_Dataset:_
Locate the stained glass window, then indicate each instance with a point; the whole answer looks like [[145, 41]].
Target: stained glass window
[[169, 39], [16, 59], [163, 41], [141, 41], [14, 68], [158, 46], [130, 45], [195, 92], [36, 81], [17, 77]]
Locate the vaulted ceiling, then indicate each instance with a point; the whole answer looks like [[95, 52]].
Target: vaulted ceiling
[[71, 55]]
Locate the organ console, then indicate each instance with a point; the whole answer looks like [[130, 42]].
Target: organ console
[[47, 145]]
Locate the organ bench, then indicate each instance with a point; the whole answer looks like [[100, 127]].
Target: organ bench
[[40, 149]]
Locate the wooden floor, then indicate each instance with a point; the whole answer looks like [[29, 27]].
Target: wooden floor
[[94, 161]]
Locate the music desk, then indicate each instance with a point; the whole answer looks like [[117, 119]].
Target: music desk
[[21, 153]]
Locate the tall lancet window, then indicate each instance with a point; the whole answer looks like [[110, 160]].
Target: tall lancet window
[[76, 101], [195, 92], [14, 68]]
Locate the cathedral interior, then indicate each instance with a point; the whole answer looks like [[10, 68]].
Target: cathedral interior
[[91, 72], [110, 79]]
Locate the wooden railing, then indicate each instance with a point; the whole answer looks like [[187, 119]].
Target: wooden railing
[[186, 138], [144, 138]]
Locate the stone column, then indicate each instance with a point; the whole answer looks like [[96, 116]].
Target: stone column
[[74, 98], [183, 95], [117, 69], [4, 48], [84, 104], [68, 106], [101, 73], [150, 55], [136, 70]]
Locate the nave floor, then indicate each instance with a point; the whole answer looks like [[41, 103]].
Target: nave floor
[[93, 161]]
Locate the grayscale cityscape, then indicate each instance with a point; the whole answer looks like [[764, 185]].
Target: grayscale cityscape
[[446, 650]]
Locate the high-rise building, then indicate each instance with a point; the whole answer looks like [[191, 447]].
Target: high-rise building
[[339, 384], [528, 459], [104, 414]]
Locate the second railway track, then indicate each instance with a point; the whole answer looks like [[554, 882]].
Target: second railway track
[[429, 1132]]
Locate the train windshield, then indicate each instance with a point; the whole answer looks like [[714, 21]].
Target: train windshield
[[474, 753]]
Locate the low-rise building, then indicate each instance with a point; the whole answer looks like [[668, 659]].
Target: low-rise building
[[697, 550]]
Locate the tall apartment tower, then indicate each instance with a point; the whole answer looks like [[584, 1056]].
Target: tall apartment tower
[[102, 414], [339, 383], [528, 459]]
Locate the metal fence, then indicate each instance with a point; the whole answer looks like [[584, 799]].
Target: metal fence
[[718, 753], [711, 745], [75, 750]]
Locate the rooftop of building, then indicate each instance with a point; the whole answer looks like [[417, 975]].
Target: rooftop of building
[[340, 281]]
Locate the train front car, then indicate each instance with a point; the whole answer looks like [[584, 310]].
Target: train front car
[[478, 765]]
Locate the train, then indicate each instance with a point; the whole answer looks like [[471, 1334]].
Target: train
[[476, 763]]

_Your task:_ Repeat exactly the lines from the one containing "Target: high-rise building" to the end of the records.

_Answer box:_
Target: high-rise building
[[339, 384], [528, 459], [104, 414]]
Locate the second railway track, then indicate each instance with a point; the whole answer looks like [[554, 882]].
Target: second railway track
[[429, 1132]]
Locate the train windshield, then indicate each instance with a point; the whole answer looks like [[714, 21]].
Target: train windshield
[[474, 753]]
Locate the low-rise building, then indicate each instance with a point; the whole answer looks like [[668, 659]].
Target: low-rise building
[[697, 550]]
Locate the tall apartment tower, then indicate each instance with a point; the whole answer looks like [[584, 1056]].
Target: tall apartment tower
[[102, 414], [339, 383], [528, 459]]
Locate the metal fence, then indicate each instance with a point; the whole answer looks like [[584, 799]].
Target: metal fence
[[718, 753], [711, 745], [75, 750]]
Locate the rooftop of building, then indicate each instance with a point; the whole answer looks like [[417, 975]].
Target: rooftop of building
[[340, 281]]
Locate the train front car, then indicate each instance with a point; the whole answer looks like [[584, 310]].
Target: train front car
[[478, 765]]
Locate the train, then indicate each instance with a point; the whole answer looks like [[471, 1334]].
Target: train
[[476, 763]]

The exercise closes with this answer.